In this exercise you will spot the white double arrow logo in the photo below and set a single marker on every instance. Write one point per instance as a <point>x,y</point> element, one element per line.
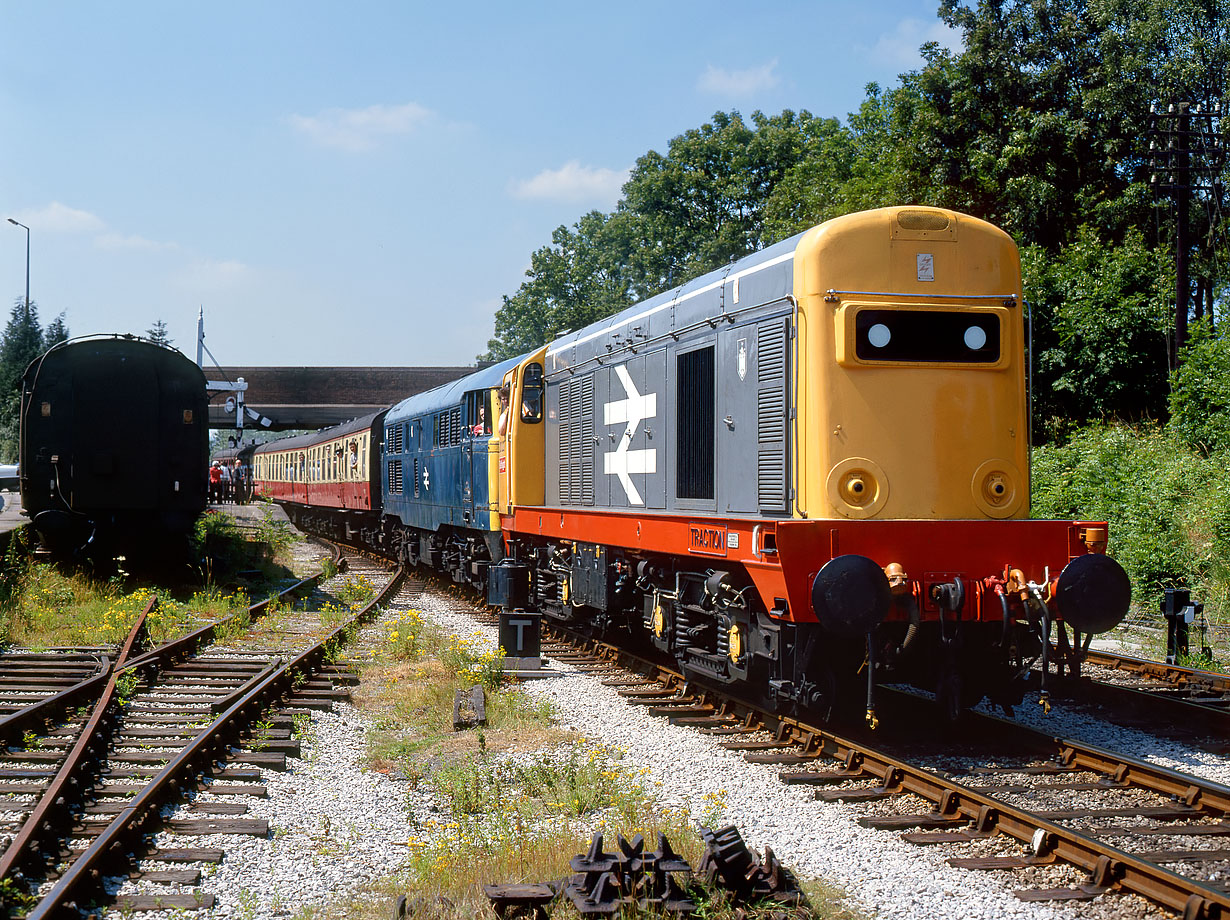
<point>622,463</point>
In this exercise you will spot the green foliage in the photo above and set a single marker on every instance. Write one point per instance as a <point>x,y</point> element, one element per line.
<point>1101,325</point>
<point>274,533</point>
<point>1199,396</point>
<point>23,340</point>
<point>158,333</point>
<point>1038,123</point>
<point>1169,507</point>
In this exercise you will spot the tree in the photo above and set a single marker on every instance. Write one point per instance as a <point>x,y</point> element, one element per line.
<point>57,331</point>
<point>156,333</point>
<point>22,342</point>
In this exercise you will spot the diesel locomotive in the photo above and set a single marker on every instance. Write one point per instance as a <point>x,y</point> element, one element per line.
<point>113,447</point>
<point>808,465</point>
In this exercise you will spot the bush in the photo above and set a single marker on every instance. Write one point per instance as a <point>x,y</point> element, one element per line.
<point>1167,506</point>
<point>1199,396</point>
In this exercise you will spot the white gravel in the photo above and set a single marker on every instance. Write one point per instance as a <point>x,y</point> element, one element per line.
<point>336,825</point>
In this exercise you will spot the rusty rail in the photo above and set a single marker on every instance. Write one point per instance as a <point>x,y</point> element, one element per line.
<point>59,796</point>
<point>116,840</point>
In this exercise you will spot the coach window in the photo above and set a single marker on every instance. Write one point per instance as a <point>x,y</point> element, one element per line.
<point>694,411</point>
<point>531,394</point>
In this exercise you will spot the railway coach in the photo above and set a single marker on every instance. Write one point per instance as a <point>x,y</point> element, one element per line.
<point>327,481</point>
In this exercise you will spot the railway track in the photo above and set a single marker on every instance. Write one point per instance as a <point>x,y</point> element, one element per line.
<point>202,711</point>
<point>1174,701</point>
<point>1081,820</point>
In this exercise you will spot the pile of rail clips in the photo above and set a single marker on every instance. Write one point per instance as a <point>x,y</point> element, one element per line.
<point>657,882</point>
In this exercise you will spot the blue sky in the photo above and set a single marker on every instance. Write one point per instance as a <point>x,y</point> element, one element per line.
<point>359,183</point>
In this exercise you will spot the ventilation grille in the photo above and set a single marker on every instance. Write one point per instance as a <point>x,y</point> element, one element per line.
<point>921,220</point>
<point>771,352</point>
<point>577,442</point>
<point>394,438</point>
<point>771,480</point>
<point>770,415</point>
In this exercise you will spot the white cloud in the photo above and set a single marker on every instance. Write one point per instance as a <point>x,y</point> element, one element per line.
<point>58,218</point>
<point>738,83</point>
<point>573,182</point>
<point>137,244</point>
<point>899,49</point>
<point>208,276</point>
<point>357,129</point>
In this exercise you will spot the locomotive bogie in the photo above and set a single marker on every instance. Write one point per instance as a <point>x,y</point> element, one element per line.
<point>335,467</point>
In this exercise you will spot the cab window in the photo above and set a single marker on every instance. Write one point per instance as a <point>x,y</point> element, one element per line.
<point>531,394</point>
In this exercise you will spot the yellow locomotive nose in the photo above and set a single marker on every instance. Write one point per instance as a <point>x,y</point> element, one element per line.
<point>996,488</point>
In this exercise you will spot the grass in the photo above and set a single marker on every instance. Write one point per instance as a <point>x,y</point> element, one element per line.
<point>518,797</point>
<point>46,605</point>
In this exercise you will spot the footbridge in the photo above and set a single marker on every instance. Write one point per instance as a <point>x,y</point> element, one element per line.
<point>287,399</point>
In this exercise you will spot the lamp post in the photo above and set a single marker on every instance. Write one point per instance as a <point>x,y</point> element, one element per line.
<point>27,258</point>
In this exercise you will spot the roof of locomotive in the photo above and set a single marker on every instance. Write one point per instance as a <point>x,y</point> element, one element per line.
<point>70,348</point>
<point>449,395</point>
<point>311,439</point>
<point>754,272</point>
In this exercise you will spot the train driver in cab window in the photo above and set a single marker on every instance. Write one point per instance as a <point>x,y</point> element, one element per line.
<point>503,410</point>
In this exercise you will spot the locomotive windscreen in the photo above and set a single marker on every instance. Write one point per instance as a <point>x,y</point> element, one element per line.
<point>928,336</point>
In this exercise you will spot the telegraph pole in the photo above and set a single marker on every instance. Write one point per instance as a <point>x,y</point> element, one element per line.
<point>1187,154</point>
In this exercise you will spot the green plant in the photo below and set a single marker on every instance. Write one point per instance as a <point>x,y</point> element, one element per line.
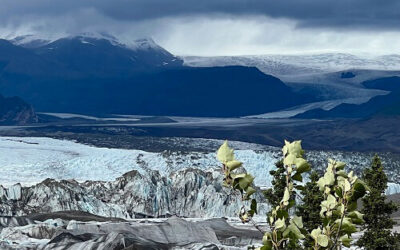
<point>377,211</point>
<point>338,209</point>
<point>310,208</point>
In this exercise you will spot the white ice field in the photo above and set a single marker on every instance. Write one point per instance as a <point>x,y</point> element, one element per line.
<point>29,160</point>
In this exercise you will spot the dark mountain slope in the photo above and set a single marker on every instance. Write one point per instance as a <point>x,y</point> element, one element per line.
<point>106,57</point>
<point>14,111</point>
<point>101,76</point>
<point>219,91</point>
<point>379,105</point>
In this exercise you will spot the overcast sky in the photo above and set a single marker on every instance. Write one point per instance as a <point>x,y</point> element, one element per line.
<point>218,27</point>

__________

# Written task
Copy every one of the records above word for word, without the pictures.

# Response to this exercise
In this exercise you will spot the white double arrow logo in the photo below and set a single marker on every instance. Write one point per instance as a <point>x,y</point> element, one element per line.
<point>622,463</point>
In this exercise you will spot the green foliage in the photo above and set a single marker on every instance. Write one point per instance as a <point>x,y</point> element, one element per line.
<point>1101,325</point>
<point>274,533</point>
<point>1199,396</point>
<point>23,340</point>
<point>158,333</point>
<point>1038,123</point>
<point>1169,507</point>
In this exercise you will spot the tree in the photo above and set a single marker on every instance. Write one point per instance as a <point>x,y</point> element, one element per line.
<point>57,331</point>
<point>156,333</point>
<point>22,342</point>
In this exercise you will spot the diesel locomotive in the photo above and set a single marker on every instance. Write one point per instance as a <point>x,y</point> element, one element per line.
<point>113,447</point>
<point>808,465</point>
In this exercise you will spot the bush in the photo above and set a single marker on every instance. Write one point per instance as a <point>x,y</point> element, one element per line.
<point>1167,506</point>
<point>1199,396</point>
In this exercise you will spot the white gravel in the photo above and set a single marker on every instance. Write one point per instance as a <point>x,y</point> element, one element per line.
<point>336,825</point>
In this exercise you will spot the rusty rail in the photo above and set a single marker on every instance. Write one point per instance as a <point>x,y</point> element, one element per line.
<point>59,796</point>
<point>116,840</point>
In this exercise you will spot the coach window in the photo above and set a single marker on every instance. Write one point per instance as a <point>x,y</point> element, one element per line.
<point>694,411</point>
<point>531,394</point>
In this exercise you will spot the railway coach in the photo above and set a single marker on every instance. Write one point per instance as a <point>x,y</point> element, one element per line.
<point>327,481</point>
In this exercise you will spot the railway track in the photo above and set a single marker on every instance. Write one point per instance as a <point>x,y</point> element, one element per line.
<point>202,711</point>
<point>1174,701</point>
<point>1081,820</point>
In this exercise you will spot the pile of rail clips in the photo above and set a single marker on every instance. Write one point per instance as a <point>x,y</point> element, one element per line.
<point>657,882</point>
In this exercise you will spot the blue sky in the photo above and set a single marker on every instance. Write one point per instance as a <point>x,y</point> element, one element per line.
<point>359,183</point>
In this exercise you will spot the ventilation grille in the photo above and set a single marker on every instance. Write one point per instance as a <point>x,y</point> element, one element per line.
<point>921,220</point>
<point>771,352</point>
<point>577,442</point>
<point>394,438</point>
<point>771,480</point>
<point>770,415</point>
In this exercise you will spot the white cloud in the photo above and set a single marker on every instance. Write one point per instance as a <point>x,y</point> element, one element per line.
<point>58,218</point>
<point>738,83</point>
<point>573,182</point>
<point>137,244</point>
<point>899,49</point>
<point>208,276</point>
<point>357,129</point>
In this exercise you will spot the locomotive bogie in the photo above and set a single marker on every instance. Write one point per instance as a <point>x,y</point> element, one element per line.
<point>335,467</point>
In this exercise you will spot the cab window in the photo above and set a single marker on every instance. Write one point per instance as a <point>x,y</point> element, one element per line.
<point>531,394</point>
In this exercise you will spot the yellow locomotive nose in the photo above and set a single marker on every instance. Write one point per instance as a <point>x,y</point> element, one element per line.
<point>996,488</point>
In this exercise you will spot the grass in the photo above and set a single marker on every instance. Write one point per instance as a <point>x,y</point> element, one element per line.
<point>518,797</point>
<point>46,605</point>
In this exercise you will spot the footbridge in the photo above and set a single marker on every instance. Write one point per instance as a <point>x,y</point> element, one element per line.
<point>287,399</point>
In this exercise you will spot the lamp post in the photo above and set a single marker on every instance. Write one point per instance as a <point>x,y</point> element, one element per line.
<point>27,258</point>
In this exercise you will spot the roof of locomotive in the photo above and set a single marker on every instance. Write one point per instance as a <point>x,y</point> element, one element per line.
<point>70,348</point>
<point>449,395</point>
<point>311,439</point>
<point>754,272</point>
In this exercise you will spot the train driver in cab window in the photo above and set a single marker on every instance. Write one point per instance as a <point>x,y</point> element, one element per line.
<point>503,410</point>
In this exercise you will spot the locomotive windscreen in the photo above and set a single marker on every instance. Write one point per instance as a <point>x,y</point> element, one element per line.
<point>928,336</point>
In this exercise you will spot the telegraph pole in the photo above and set a single marker on every instance. Write one point per instance as a <point>x,y</point> element, one element per line.
<point>1187,154</point>
In this exercise you will spot the green plant in the photo below and set a single marker on every instance. Write one point per instance as a <point>x,y</point> element, one element per line.
<point>377,211</point>
<point>338,209</point>
<point>310,208</point>
In this exercise you will spot the white ice field in the photo above and set a single marker on every instance. Write one point per instance as a <point>x,y</point> element, one element per line.
<point>29,160</point>
In this exercise you will spot the dark mountain slope in the photo above and set a single marker on every instance. Write one point per instance as a <point>x,y</point> element, one element per line.
<point>106,57</point>
<point>14,111</point>
<point>101,76</point>
<point>219,91</point>
<point>379,105</point>
In this exercise you will spot the overcast sky in the photo above and set a single marker on every instance. Write one point per instance as a <point>x,y</point> element, one element per line.
<point>218,27</point>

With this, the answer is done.